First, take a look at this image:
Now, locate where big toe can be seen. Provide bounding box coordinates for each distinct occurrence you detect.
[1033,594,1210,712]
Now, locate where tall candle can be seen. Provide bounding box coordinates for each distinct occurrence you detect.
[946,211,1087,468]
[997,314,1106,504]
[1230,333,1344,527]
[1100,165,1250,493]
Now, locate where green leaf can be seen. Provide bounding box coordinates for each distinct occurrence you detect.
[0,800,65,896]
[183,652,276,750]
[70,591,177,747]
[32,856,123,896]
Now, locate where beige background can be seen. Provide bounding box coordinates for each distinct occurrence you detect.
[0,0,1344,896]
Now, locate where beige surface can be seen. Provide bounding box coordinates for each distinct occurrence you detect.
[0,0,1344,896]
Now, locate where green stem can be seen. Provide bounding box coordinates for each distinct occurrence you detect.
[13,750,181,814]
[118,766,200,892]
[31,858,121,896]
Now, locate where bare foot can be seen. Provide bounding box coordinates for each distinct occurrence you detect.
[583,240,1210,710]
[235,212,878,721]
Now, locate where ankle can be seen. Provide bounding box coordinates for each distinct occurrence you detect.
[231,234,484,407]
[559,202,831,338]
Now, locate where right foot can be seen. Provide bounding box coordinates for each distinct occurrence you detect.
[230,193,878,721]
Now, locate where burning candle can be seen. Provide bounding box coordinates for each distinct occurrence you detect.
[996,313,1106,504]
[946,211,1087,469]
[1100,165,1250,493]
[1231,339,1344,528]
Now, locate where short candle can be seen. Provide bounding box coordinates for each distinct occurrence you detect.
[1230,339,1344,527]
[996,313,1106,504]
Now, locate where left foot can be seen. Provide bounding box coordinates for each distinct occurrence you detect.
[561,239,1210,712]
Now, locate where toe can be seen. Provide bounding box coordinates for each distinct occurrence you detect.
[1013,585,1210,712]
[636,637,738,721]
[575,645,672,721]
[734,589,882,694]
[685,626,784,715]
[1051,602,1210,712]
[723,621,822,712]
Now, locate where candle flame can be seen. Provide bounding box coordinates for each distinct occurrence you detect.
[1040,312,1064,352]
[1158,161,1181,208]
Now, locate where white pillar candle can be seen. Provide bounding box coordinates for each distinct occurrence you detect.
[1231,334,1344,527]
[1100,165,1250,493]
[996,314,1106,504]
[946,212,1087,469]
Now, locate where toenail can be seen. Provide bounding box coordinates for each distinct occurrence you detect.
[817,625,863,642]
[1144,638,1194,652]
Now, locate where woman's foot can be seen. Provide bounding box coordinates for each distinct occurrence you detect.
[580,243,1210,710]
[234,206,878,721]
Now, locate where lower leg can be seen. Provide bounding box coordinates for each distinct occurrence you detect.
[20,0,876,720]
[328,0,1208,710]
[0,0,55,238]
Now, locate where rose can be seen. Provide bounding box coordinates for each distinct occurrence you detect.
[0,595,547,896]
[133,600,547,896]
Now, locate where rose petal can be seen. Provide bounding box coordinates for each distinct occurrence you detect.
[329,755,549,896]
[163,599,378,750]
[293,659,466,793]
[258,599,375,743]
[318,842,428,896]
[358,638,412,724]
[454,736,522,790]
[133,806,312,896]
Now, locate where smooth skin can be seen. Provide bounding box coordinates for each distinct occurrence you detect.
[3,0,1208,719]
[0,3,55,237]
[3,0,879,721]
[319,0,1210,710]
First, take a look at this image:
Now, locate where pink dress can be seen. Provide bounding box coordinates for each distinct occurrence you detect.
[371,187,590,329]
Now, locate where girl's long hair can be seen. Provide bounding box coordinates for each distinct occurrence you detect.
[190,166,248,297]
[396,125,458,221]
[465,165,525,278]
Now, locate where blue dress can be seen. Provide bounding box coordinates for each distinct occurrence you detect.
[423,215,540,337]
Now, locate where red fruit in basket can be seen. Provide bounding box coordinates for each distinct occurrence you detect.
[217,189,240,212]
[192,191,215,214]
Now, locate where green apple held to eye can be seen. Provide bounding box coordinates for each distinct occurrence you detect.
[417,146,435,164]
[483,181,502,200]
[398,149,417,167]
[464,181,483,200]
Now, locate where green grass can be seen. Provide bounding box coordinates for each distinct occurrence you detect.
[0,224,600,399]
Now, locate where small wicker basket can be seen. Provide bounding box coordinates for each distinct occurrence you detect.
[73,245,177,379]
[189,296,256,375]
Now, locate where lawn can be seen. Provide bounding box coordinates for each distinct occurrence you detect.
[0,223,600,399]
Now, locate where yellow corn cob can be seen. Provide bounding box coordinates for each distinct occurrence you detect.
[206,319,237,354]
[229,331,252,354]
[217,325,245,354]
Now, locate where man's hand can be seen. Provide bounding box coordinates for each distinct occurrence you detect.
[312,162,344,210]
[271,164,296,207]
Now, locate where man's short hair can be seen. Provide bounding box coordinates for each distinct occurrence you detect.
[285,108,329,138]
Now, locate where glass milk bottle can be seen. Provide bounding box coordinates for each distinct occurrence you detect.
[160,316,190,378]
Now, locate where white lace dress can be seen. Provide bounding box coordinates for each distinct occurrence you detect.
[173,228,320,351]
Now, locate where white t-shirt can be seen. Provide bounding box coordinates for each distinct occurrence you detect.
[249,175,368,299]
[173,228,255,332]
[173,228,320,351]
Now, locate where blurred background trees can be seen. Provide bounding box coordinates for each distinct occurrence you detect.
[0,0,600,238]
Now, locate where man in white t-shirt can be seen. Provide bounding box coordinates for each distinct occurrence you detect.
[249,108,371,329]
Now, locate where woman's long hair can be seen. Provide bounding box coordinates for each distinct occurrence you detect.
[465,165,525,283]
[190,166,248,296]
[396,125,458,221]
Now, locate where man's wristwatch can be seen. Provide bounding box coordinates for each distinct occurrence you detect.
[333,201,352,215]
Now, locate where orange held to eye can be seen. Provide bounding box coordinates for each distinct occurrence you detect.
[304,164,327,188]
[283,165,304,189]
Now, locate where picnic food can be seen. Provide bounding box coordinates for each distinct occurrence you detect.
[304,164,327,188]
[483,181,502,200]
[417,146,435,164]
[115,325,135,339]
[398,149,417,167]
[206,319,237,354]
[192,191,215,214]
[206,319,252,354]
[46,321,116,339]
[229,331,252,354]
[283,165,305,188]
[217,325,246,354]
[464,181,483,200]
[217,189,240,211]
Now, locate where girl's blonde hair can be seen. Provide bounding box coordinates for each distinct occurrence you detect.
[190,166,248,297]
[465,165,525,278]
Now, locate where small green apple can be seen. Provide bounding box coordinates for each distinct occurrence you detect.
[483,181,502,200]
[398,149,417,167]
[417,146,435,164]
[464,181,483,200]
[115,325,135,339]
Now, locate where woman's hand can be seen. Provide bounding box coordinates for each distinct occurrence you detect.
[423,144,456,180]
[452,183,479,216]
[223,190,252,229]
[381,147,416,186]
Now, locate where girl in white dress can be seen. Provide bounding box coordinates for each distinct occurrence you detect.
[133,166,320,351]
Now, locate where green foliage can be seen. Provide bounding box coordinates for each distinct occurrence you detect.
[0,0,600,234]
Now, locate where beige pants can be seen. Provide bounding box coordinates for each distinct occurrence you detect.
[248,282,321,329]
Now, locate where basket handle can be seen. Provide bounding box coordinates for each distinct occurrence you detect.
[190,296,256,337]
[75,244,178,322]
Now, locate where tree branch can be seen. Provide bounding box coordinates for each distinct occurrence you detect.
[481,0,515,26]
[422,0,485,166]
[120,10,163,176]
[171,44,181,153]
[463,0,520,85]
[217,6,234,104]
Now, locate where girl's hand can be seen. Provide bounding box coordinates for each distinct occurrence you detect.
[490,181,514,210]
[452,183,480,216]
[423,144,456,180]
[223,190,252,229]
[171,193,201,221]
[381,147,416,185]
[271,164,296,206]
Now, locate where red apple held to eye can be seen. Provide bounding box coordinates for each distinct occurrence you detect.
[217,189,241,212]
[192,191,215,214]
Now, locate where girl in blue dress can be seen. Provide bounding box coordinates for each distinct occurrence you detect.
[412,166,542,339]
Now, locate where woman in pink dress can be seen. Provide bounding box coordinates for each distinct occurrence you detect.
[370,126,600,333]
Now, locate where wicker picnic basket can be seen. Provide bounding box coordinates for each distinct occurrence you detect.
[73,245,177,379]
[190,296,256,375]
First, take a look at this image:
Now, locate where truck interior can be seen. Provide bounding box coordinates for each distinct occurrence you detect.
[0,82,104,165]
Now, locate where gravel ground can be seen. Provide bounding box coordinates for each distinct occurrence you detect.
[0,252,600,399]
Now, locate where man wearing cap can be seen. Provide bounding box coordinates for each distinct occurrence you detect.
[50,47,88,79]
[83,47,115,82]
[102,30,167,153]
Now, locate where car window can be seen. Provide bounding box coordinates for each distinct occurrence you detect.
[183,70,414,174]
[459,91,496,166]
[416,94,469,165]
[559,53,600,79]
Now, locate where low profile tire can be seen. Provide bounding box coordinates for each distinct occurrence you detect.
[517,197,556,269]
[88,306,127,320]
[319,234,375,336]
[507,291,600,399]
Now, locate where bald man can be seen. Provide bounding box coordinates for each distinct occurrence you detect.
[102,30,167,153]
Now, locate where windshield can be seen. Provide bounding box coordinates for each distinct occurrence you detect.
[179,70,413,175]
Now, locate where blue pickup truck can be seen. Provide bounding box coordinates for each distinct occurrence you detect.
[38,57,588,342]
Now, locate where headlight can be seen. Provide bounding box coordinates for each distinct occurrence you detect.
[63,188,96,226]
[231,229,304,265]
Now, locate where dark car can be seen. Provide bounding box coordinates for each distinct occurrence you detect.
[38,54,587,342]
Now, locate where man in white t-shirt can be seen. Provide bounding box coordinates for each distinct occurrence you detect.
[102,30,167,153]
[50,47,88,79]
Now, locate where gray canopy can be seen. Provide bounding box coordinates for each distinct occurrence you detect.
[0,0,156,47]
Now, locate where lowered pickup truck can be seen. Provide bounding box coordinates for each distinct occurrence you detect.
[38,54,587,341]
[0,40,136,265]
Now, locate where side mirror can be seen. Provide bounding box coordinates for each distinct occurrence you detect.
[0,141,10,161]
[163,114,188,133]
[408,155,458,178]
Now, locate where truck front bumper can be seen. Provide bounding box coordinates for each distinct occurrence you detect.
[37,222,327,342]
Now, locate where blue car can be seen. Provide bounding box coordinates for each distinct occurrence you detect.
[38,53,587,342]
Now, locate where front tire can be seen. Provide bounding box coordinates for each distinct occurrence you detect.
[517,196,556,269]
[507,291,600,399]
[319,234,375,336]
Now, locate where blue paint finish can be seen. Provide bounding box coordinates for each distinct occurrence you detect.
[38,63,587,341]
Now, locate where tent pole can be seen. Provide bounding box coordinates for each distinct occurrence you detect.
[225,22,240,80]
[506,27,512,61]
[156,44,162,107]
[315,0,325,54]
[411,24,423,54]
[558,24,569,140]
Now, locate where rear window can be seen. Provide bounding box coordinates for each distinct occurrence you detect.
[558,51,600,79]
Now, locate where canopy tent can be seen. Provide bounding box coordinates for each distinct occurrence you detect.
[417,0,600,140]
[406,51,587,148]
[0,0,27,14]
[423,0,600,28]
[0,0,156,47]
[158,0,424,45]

-*-*-

> Task description: Echo back the part of the material that opens with the line containing "Now, locate where short" and closes with the line containing "[371,187,590,329]", keeping every line the same as it appears.

> Response:
Now, locate where short candle can be seen. Provide bounding box coordinates for each distinct occurrence you detect.
[1230,339,1344,527]
[996,313,1106,504]
Now, locate where left foot can be seen. Provide bounding box coordinates for each distinct occurrence you detect.
[561,239,1210,712]
Now, locate where toe can be seen. Provide bounding box coordinates for each distinct occurrence you detect.
[1013,585,1210,712]
[636,637,738,721]
[575,645,672,721]
[734,589,882,694]
[685,626,784,715]
[1051,602,1210,712]
[723,621,822,712]
Now, locate where candle flame can be seen. Provide bounding box coordinates for each distinct occurrence you detect.
[1040,312,1064,352]
[1158,161,1181,208]
Now, locate where white pillar candle can be seen. Provide bounding box coordinates for each distinct occurrence you detect.
[1231,334,1344,527]
[1100,165,1250,493]
[996,314,1106,504]
[946,212,1087,469]
Now, locate where toenail can be seen. Provide bounding box coordinates for each distinct occurrence you detect.
[817,625,863,642]
[1144,638,1194,652]
Now, locate where woman's foot can be seen. Provide bounding box coordinates for each distinct occurrence you detect.
[580,243,1210,710]
[234,206,878,721]
Now, locate where lower leg can be seen. Provide bounding box coordinates for each distinct occurrence you detect.
[20,0,876,720]
[328,0,1208,710]
[0,0,55,238]
Now, locate where rose can be seen. Provide bounding box coordinates for each distinct occurrence you detect.
[0,595,547,896]
[133,600,547,896]
Now, locate where rose petal can be seen. Provide bounding box coordinates for each distinct occurrence you detect.
[329,755,549,896]
[163,599,378,750]
[293,659,466,793]
[258,599,375,743]
[318,842,428,896]
[358,638,412,724]
[454,736,522,790]
[133,806,312,896]
Now, locate where smooth skin can be seen. Provide bounding box coordinates for each distinct occurrence you detect.
[3,0,1208,719]
[0,3,55,237]
[3,0,879,721]
[319,0,1210,710]
First, take a look at this image:
Now, locate where pink dress can be seen. Provide bounding box coordinates for each distinct occurrence you detect.
[371,187,590,329]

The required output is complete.